● **Work to be completed**:
Can you convert every line of the rows below into a two-column Markdown table headed No. and Line, numbering each line and skipping any blank lines? Keep the pictures out of your answer.

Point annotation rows

======

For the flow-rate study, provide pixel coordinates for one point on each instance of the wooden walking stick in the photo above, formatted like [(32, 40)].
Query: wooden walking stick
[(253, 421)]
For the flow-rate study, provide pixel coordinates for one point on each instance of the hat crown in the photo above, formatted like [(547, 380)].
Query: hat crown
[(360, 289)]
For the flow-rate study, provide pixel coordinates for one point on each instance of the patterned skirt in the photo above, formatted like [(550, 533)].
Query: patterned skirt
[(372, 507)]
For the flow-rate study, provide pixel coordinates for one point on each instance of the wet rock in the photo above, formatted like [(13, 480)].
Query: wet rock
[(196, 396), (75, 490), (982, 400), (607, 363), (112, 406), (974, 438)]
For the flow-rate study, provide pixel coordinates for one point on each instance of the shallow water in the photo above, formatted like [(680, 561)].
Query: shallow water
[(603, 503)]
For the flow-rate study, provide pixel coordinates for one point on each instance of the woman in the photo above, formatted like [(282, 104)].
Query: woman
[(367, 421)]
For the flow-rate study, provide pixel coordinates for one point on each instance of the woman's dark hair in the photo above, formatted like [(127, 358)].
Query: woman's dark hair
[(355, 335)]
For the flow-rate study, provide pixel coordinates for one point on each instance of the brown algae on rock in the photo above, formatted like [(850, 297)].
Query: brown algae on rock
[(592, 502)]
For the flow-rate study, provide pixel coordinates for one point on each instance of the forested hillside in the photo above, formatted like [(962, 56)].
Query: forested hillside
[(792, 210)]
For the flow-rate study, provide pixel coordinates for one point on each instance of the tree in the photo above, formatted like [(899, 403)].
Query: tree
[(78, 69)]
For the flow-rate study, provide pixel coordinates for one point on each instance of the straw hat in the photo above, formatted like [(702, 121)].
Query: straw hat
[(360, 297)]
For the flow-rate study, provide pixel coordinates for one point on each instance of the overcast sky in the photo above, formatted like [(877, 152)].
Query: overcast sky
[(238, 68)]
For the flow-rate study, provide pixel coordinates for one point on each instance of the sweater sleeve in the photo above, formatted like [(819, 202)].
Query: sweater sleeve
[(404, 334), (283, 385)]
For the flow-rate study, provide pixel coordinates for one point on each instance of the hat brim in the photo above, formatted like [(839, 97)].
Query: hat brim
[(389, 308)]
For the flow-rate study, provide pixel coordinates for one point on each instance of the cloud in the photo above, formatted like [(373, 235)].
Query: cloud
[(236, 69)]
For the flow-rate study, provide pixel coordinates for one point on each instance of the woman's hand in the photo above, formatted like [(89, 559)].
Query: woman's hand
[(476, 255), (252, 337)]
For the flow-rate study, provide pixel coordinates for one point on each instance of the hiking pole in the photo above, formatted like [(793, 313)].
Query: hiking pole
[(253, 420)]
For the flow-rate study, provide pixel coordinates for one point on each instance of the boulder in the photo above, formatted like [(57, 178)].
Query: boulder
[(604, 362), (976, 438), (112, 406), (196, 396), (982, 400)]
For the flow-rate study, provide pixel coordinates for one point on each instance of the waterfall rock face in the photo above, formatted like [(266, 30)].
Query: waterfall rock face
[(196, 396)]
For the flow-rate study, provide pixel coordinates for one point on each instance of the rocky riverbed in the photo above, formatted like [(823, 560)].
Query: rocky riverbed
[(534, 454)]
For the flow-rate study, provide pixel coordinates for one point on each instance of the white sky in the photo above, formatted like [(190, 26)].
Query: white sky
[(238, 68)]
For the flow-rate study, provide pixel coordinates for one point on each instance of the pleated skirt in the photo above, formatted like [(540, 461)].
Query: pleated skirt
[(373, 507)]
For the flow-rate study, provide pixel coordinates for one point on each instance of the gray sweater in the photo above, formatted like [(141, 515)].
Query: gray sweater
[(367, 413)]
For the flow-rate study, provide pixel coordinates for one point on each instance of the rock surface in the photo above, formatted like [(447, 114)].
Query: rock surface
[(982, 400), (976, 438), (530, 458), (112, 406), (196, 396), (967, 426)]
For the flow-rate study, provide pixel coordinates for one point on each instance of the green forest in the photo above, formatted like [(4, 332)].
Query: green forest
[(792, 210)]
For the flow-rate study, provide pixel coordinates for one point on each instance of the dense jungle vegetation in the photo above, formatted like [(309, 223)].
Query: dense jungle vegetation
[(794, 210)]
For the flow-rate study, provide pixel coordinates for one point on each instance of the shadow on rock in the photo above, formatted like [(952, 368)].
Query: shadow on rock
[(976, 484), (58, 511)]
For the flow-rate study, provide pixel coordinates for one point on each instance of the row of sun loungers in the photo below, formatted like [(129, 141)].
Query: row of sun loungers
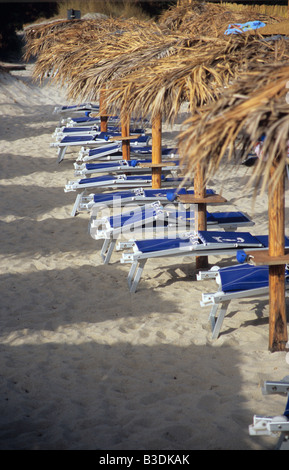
[(142, 209)]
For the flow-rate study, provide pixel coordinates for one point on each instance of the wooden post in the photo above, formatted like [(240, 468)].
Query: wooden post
[(200, 191), (277, 306), (102, 111), (125, 125), (156, 150)]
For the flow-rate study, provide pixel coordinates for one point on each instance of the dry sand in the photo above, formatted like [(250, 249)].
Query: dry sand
[(86, 365)]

======

● **Solution to this exercise**:
| No. | Line |
|---|---|
| 1 | For the flow-rate study, provide pixel coordinates for one point on each instance of the wooden walking stick in the photo above, formatted like [(32, 40)]. |
| 2 | Query: wooden walking stick |
| 3 | [(253, 421)] |
| 4 | For the flow-rate study, provide pixel coordinates for one point on each instance of the hat crown in the photo above, formatted like [(547, 380)]. |
| 5 | Query: hat crown |
| 6 | [(360, 289)] |
| 7 | For the flow-rate study, provide pixel coordinates for one point on each instance of the patterned skirt in the photo above, formatted like [(550, 533)]. |
| 8 | Query: patterned skirt |
| 9 | [(372, 507)] |
| 10 | For the flow-rate study, provide pixel coordinates for one point on each instance of the wet rock in the photo above, formatted like [(13, 480)]. |
| 11 | Query: wet rock |
| 12 | [(196, 396), (75, 490), (982, 400), (607, 363), (112, 406), (974, 438)] |
| 13 | For the flow-rate study, provide pixel coordinates for one point on each instance of the shallow water in the photo above, formatted like [(680, 561)]. |
| 14 | Query: shallow water |
| 15 | [(603, 503)] |
| 16 | For the flow-rate study, provide pixel coordinates for one point on each instance of the woman in the photo above, formatted like [(282, 104)]. |
| 17 | Query: woman |
| 18 | [(367, 421)] |
| 19 | For the flow-rate study, provide pixel coordinates for one point on each instance of the woman's dark hair in the photo above, formatted like [(127, 358)]. |
| 20 | Query: woman's dark hair |
| 21 | [(355, 335)] |
| 22 | For the flow-rate study, provide pixel coordinates for one point on each instance of the brown algae on rock in the photo above, formatted like [(850, 297)]. |
| 23 | Query: brown algae on rock |
| 24 | [(592, 502)] |
| 25 | For the flow-rate study, provide pixel coordinates for one point on each instance of the forested hillside in the photo above, formatted like [(962, 56)]. |
| 26 | Query: forested hillside |
| 27 | [(792, 210)] |
| 28 | For the flow-rate study, provide pixel coordinates for one point on each instance of the tree in the photo above, formatted like [(899, 403)]. |
| 29 | Query: tree |
| 30 | [(78, 69)] |
| 31 | For the flow-rate study, provide pixel coordinates for one point on each instance of the straw hat in the photo above, formatted like [(702, 121)]. |
| 32 | Query: straw hat |
| 33 | [(360, 297)] |
| 34 | For the flow-rate study, provide pixel coordinates for one point on each instance of the overcast sky in the photo above, formatted like [(877, 152)]. |
| 35 | Query: overcast sky |
| 36 | [(238, 68)] |
| 37 | For the flow-rate study, provide pixel coordinates for one point on each instance of the sweater sleeve in the photo above, formatted like [(819, 202)]. |
| 38 | Query: sweater sleeve |
| 39 | [(404, 334), (283, 385)] |
| 40 | For the flow-rate study, provide pixel coordinates for one point on each instance of the hat brim in the photo above, formatted like [(839, 97)]. |
| 41 | Query: hat brim |
| 42 | [(389, 308)] |
| 43 | For the flow-rate study, provide pixel coordinates for one point on each instance of the cloud in the photo above, formatted like [(373, 235)]. |
| 44 | Query: cloud |
| 45 | [(236, 69)] |
| 46 | For the flow-rate study, provide pixel coordinates for one point on each instance of the woman's hand in the photo above, formatted like [(89, 559)]. |
| 47 | Query: woman's hand |
| 48 | [(476, 255), (252, 337)] |
| 49 | For the flow-rate study, provide pixel coordinates for one point on each instance of the hiking pole in the photo above, formatted like [(793, 313)]. |
| 50 | Query: hiking pole |
| 51 | [(253, 420)] |
| 52 | For the flow-rate study, provide pixel coordinates for one point on each instance of the boulder in the photo above, formatted like [(57, 178)]. |
| 53 | Query: boulder |
| 54 | [(604, 362), (976, 438), (112, 406), (196, 396), (982, 400)] |
| 55 | For the flow-rate study, provide pixel coordinates for one point on each instance of the waterfall rock face in the photo above, formatted like [(266, 30)]. |
| 56 | Query: waterfall rock face |
| 57 | [(196, 396)] |
| 58 | For the flow-rate study, provide pixel coordinates for one point on each instance of the rocky riverbed in the photo above, formatted like [(823, 560)]. |
| 59 | Query: rocky riverbed |
| 60 | [(534, 454)] |
| 61 | For the flow-rate study, provide pixel coordinates for one point on each instance of the white sky in the photo above, formatted like [(190, 26)]. |
| 62 | Query: white sky |
| 63 | [(238, 68)] |
| 64 | For the flow-rate study, provide pixel coordinates for one point on each instance of the pleated skirt in the photo above, formatted like [(540, 461)]. |
| 65 | Query: pleated skirt |
| 66 | [(373, 507)] |
| 67 | For the flow-rate study, provide pixel coordinates for one point on each instance of the gray sweater in the photo above, formatted like [(141, 515)]. |
| 68 | Query: gray sweater |
| 69 | [(367, 413)] |
| 70 | For the flow-rate study, provide pixel coordinates for one point on each instance of the rock surface in the photo above, formatted like [(447, 114)]. |
| 71 | Query: rock surface |
| 72 | [(982, 400), (976, 438), (530, 458), (112, 406), (196, 396), (967, 426)] |
| 73 | For the flow-rate study, provide pixel coordinates for one point on each instance of the green forest in the photo above, formatted like [(4, 332)]. |
| 74 | Query: green forest |
| 75 | [(792, 210)] |
| 76 | For the flow-rate study, provide pixel coordinates for one point on each instance of the dense jungle vegetation in the photo above, formatted like [(309, 223)]. |
| 77 | Query: dense jungle vegetation |
| 78 | [(794, 210)] |
| 79 | For the flow-rate study, provide pixel coordinates for one point on each instance of the shadow on rock in the photo above, formatted like [(952, 368)]. |
| 80 | Query: shadow on rock |
| 81 | [(976, 484), (58, 511)] |
| 82 | For the flow-rate study, provide pixel coordinates for one point on each instance of the row of sun loungers in the photo below, formatted like [(129, 141)]. |
| 83 | Query: row of sun loungers |
| 84 | [(142, 209)] |
| 85 | For the flow-rate study, provide pixel coordinates for one point on each instance of the wooden post in the photo above, formatted like [(240, 468)]. |
| 86 | Query: wooden post |
| 87 | [(200, 191), (277, 306), (102, 111), (125, 125), (156, 150)] |
| 88 | For the flow-rate study, provide pixel coordinates for one point on each instance of the dry sand in the photo above, formatted like [(250, 249)]. |
| 89 | Query: dry sand |
| 90 | [(86, 365)] |